(Dataset excerpts on object pointing)
-- Begin --

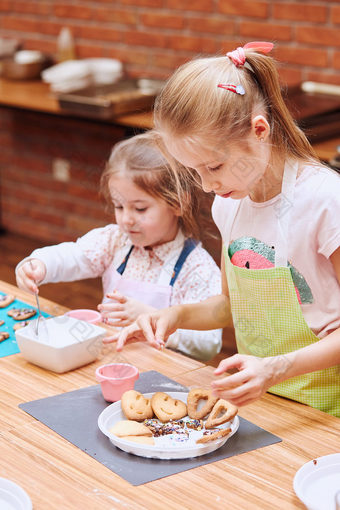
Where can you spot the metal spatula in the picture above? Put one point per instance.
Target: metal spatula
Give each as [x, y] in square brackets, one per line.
[38, 306]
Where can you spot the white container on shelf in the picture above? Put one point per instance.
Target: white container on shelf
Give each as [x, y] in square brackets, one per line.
[62, 343]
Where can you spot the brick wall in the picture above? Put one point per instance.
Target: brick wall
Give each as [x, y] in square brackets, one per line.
[152, 37]
[32, 201]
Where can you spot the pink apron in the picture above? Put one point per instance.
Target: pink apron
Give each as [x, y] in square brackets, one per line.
[157, 295]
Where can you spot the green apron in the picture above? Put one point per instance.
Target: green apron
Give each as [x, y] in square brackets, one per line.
[267, 315]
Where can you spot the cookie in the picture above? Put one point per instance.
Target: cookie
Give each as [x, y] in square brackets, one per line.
[20, 314]
[195, 396]
[130, 428]
[212, 437]
[3, 335]
[167, 408]
[222, 412]
[20, 325]
[140, 439]
[135, 406]
[6, 299]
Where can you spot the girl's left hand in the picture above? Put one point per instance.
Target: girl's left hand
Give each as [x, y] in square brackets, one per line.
[254, 377]
[122, 310]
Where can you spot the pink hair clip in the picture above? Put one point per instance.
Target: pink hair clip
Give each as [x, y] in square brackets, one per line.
[237, 89]
[238, 56]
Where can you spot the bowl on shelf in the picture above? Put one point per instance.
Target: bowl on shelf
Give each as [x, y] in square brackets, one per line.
[24, 65]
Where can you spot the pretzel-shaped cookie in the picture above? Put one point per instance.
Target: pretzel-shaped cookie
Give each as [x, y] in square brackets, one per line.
[194, 396]
[222, 412]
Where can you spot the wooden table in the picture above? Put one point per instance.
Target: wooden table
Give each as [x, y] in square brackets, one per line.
[57, 475]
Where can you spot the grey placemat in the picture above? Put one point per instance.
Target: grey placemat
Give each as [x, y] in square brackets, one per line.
[74, 416]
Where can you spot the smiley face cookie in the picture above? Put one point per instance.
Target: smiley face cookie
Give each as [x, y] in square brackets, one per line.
[3, 335]
[6, 299]
[135, 406]
[20, 314]
[167, 408]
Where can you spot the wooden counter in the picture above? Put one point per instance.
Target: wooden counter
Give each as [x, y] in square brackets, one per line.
[56, 474]
[36, 95]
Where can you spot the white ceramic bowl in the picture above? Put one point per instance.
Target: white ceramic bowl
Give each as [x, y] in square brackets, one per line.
[62, 344]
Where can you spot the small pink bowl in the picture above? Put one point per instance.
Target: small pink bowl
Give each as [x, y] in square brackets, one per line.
[85, 315]
[115, 379]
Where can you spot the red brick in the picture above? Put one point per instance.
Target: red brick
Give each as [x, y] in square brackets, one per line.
[31, 7]
[162, 20]
[154, 39]
[143, 3]
[169, 60]
[246, 8]
[214, 24]
[335, 14]
[297, 11]
[97, 33]
[336, 59]
[272, 31]
[325, 77]
[5, 5]
[110, 15]
[197, 5]
[289, 75]
[78, 11]
[303, 56]
[138, 57]
[194, 44]
[318, 35]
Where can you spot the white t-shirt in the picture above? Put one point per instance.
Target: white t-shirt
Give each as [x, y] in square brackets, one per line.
[94, 252]
[314, 234]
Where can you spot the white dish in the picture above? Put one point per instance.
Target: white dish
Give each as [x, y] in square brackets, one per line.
[13, 497]
[62, 344]
[317, 482]
[165, 447]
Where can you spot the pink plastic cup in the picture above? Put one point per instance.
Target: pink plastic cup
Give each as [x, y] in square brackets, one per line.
[85, 315]
[115, 379]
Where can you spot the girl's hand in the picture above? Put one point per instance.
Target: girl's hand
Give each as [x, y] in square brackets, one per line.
[30, 274]
[122, 311]
[254, 377]
[153, 328]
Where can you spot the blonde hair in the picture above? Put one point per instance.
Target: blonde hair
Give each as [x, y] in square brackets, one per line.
[192, 105]
[140, 159]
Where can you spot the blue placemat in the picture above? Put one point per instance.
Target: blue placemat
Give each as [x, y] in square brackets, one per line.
[74, 416]
[10, 346]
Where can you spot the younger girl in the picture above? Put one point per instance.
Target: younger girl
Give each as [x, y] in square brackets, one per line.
[148, 260]
[278, 210]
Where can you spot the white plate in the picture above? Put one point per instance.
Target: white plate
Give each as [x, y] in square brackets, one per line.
[317, 482]
[13, 497]
[165, 447]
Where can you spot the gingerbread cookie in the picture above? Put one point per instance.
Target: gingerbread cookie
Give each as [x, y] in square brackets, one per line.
[167, 408]
[20, 314]
[3, 335]
[6, 299]
[195, 396]
[212, 437]
[130, 428]
[135, 406]
[222, 412]
[20, 325]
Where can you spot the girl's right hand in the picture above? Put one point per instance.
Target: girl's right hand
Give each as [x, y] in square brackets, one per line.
[30, 274]
[153, 328]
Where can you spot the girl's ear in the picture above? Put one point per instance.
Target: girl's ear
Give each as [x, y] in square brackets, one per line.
[260, 127]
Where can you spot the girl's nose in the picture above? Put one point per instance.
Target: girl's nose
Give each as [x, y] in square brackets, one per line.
[209, 184]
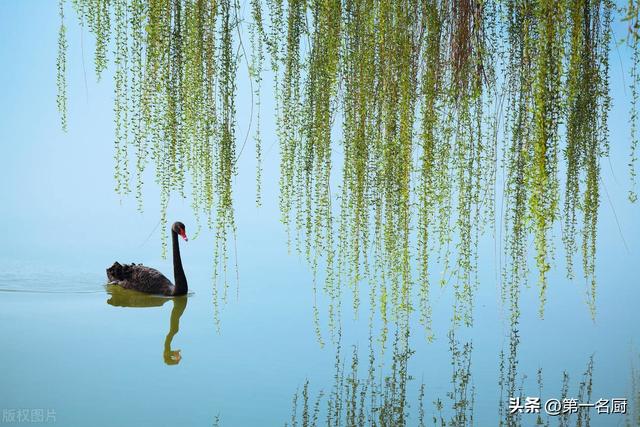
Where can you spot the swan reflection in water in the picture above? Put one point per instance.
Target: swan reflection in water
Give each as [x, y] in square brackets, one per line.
[120, 297]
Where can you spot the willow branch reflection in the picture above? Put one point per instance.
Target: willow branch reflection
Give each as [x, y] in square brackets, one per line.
[120, 297]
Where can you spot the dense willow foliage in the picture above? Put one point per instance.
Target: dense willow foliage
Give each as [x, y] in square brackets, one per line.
[174, 89]
[418, 101]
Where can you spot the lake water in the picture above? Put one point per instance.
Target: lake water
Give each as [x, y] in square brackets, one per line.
[76, 353]
[87, 354]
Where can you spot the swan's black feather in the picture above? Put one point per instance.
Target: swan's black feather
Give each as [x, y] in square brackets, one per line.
[139, 278]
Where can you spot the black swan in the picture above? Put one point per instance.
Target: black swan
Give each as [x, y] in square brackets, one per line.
[149, 280]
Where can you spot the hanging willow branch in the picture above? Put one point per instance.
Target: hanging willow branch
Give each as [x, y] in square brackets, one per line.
[408, 96]
[174, 91]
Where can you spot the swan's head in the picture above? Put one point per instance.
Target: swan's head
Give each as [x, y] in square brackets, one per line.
[180, 229]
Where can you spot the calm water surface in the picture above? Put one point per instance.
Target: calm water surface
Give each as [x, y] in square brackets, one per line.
[98, 355]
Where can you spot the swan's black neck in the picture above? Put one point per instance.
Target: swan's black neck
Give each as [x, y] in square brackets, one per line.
[180, 279]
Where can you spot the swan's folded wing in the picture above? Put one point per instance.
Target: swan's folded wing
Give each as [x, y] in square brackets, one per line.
[140, 278]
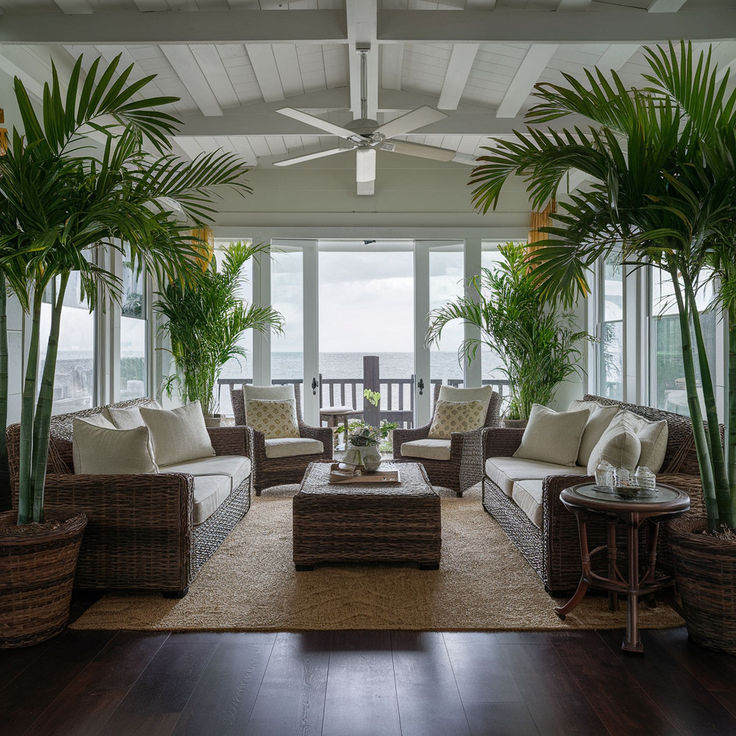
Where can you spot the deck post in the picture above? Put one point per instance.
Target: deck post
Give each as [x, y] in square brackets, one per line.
[371, 414]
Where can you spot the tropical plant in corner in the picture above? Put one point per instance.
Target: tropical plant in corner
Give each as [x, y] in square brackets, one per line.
[92, 170]
[205, 320]
[537, 345]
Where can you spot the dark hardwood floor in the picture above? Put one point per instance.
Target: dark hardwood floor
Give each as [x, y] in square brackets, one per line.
[380, 683]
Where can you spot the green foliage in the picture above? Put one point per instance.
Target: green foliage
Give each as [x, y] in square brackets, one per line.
[537, 346]
[662, 160]
[64, 195]
[205, 319]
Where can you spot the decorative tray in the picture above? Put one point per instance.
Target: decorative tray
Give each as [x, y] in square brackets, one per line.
[344, 474]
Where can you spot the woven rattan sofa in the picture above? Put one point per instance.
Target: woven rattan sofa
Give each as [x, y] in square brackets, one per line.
[552, 547]
[140, 533]
[464, 467]
[272, 471]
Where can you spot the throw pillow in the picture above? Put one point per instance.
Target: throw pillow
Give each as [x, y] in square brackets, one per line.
[274, 418]
[178, 434]
[553, 436]
[600, 418]
[102, 450]
[619, 445]
[456, 416]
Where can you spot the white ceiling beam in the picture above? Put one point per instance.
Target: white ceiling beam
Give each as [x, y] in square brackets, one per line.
[527, 75]
[456, 76]
[185, 65]
[392, 62]
[362, 22]
[665, 6]
[267, 73]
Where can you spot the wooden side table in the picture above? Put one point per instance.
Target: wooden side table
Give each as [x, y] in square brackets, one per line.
[633, 511]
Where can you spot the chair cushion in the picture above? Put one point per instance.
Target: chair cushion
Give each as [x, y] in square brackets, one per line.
[598, 421]
[274, 418]
[527, 495]
[178, 434]
[234, 467]
[209, 492]
[553, 436]
[99, 449]
[456, 416]
[432, 449]
[504, 471]
[293, 446]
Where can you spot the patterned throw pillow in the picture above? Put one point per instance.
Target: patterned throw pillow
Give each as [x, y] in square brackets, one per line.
[457, 416]
[275, 419]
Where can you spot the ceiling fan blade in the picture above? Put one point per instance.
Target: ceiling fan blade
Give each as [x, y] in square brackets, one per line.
[310, 156]
[411, 121]
[416, 149]
[316, 122]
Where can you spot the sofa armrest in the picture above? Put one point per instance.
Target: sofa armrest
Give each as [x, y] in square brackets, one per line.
[230, 440]
[408, 435]
[501, 441]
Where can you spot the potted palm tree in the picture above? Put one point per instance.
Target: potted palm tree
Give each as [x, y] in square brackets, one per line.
[63, 196]
[662, 161]
[536, 344]
[204, 321]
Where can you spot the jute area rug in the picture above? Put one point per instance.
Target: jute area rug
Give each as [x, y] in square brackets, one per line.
[250, 585]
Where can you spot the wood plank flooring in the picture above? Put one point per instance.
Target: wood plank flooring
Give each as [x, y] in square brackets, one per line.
[378, 683]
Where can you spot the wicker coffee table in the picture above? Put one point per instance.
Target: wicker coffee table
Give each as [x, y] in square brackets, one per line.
[360, 523]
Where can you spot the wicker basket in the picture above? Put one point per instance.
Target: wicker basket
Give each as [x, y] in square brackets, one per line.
[36, 577]
[705, 576]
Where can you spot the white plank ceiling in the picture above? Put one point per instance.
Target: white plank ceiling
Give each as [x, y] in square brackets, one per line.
[229, 90]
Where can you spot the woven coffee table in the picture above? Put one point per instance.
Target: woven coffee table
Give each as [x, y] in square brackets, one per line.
[359, 523]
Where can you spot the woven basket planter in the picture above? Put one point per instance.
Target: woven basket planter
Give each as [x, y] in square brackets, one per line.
[705, 575]
[36, 576]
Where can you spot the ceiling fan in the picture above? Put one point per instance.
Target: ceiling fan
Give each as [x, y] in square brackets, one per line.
[365, 136]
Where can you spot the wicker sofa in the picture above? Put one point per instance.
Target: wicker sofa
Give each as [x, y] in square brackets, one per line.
[141, 532]
[551, 544]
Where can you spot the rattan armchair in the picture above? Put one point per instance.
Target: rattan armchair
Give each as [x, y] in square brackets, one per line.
[273, 471]
[465, 466]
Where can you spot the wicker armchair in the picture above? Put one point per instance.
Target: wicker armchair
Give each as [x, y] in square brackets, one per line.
[465, 466]
[553, 550]
[273, 471]
[140, 532]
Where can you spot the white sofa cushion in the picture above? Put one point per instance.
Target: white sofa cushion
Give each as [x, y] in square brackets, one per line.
[527, 494]
[99, 449]
[233, 467]
[428, 449]
[293, 446]
[598, 421]
[209, 493]
[504, 471]
[178, 434]
[553, 436]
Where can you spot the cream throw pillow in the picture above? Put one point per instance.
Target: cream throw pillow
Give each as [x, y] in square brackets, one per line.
[553, 436]
[600, 418]
[276, 419]
[456, 416]
[619, 445]
[99, 449]
[178, 434]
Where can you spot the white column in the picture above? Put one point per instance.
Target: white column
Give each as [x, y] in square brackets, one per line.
[473, 262]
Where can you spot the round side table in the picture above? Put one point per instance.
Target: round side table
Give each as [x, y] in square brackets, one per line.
[632, 508]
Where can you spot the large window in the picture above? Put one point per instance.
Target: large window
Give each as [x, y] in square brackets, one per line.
[133, 333]
[74, 384]
[611, 324]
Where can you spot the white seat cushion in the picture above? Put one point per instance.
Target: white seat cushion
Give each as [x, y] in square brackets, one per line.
[428, 449]
[527, 494]
[209, 492]
[504, 471]
[234, 467]
[293, 446]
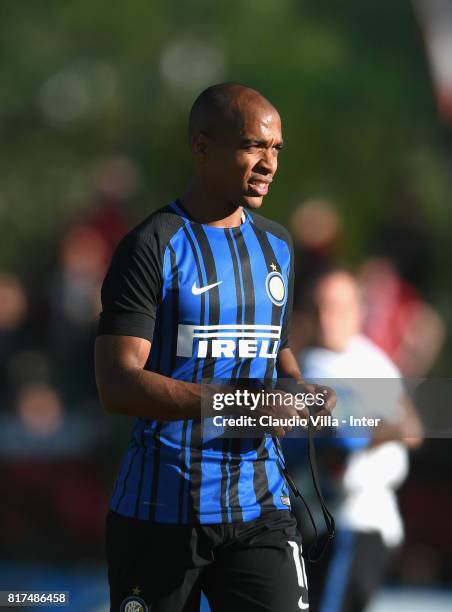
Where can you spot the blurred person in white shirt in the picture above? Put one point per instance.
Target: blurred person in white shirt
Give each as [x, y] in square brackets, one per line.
[369, 525]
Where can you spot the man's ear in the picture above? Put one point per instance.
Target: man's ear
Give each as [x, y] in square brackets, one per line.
[200, 144]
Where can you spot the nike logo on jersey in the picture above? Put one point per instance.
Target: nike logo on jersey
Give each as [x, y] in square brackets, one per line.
[198, 290]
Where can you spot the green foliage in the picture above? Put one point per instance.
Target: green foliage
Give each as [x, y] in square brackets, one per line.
[350, 79]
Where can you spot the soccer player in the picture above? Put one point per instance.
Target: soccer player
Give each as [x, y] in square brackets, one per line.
[202, 288]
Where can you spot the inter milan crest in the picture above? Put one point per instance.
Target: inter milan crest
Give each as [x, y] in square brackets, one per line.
[134, 604]
[275, 286]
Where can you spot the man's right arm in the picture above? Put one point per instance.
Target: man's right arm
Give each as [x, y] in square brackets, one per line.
[125, 387]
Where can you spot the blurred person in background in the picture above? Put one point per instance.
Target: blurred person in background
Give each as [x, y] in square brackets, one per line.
[13, 319]
[316, 228]
[394, 283]
[366, 470]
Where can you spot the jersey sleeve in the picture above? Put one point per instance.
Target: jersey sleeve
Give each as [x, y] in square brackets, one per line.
[287, 318]
[131, 291]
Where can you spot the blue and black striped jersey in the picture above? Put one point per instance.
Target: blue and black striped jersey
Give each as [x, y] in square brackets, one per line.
[215, 303]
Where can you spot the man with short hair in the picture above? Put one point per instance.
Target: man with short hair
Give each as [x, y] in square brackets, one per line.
[202, 288]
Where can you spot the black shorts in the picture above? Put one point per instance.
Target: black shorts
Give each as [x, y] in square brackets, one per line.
[253, 566]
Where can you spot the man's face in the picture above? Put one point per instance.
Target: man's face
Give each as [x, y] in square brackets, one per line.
[338, 311]
[241, 160]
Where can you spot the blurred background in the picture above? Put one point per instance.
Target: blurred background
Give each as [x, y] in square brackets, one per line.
[94, 101]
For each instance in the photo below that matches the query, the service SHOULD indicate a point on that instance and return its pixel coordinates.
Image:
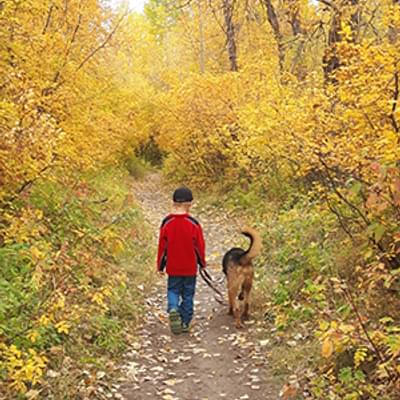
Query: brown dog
(238, 268)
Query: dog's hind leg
(246, 289)
(234, 285)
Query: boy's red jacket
(181, 245)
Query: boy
(181, 248)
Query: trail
(215, 361)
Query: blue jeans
(180, 295)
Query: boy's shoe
(175, 322)
(185, 328)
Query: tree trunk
(274, 22)
(230, 33)
(201, 38)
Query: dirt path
(215, 361)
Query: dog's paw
(239, 325)
(246, 317)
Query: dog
(238, 268)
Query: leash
(218, 296)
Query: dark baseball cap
(182, 195)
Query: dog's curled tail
(255, 245)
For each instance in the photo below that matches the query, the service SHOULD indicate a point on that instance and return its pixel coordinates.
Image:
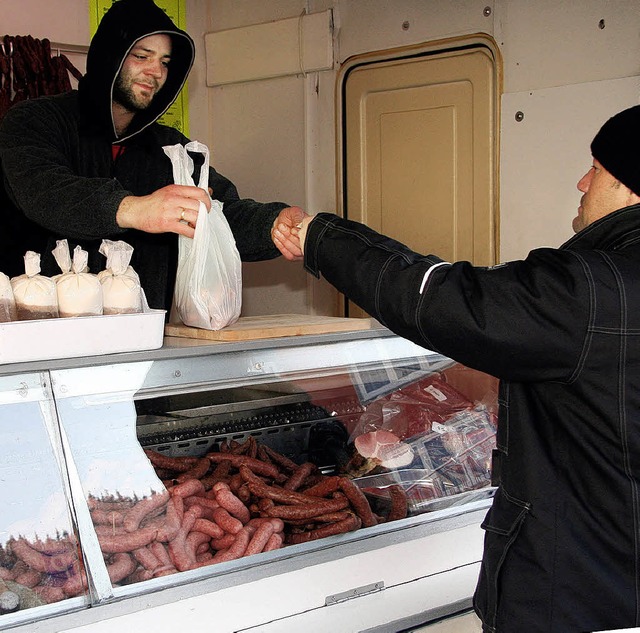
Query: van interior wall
(566, 67)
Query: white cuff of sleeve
(428, 274)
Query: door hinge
(354, 593)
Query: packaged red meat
(456, 455)
(413, 409)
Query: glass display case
(322, 469)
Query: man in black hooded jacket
(89, 164)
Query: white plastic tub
(47, 339)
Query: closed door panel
(419, 152)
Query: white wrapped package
(35, 294)
(63, 258)
(79, 293)
(121, 291)
(8, 310)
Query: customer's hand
(284, 232)
(302, 231)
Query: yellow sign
(177, 115)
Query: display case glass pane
(190, 463)
(39, 553)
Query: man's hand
(285, 232)
(172, 209)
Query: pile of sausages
(29, 70)
(50, 567)
(238, 501)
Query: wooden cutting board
(273, 326)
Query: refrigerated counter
(94, 534)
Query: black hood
(126, 22)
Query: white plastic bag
(208, 291)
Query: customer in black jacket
(561, 329)
(89, 164)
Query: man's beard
(124, 95)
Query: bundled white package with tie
(79, 292)
(7, 301)
(35, 294)
(121, 291)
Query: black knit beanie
(617, 147)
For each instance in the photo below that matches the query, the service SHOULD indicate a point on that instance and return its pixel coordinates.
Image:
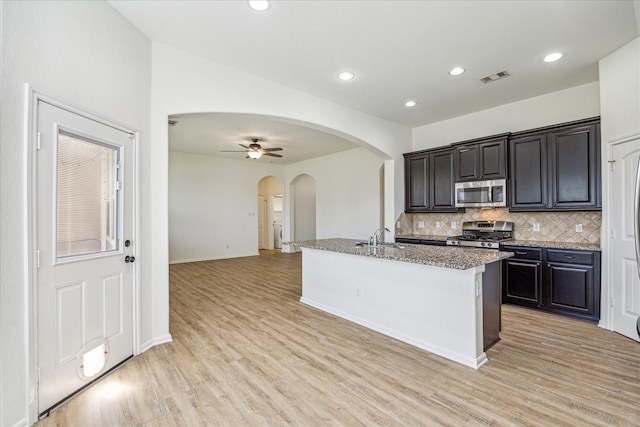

-- End --

Count the lines in the records above that contain the string "beam", treating uppercase and lowercase as different. Give only the number.

Result of the task
2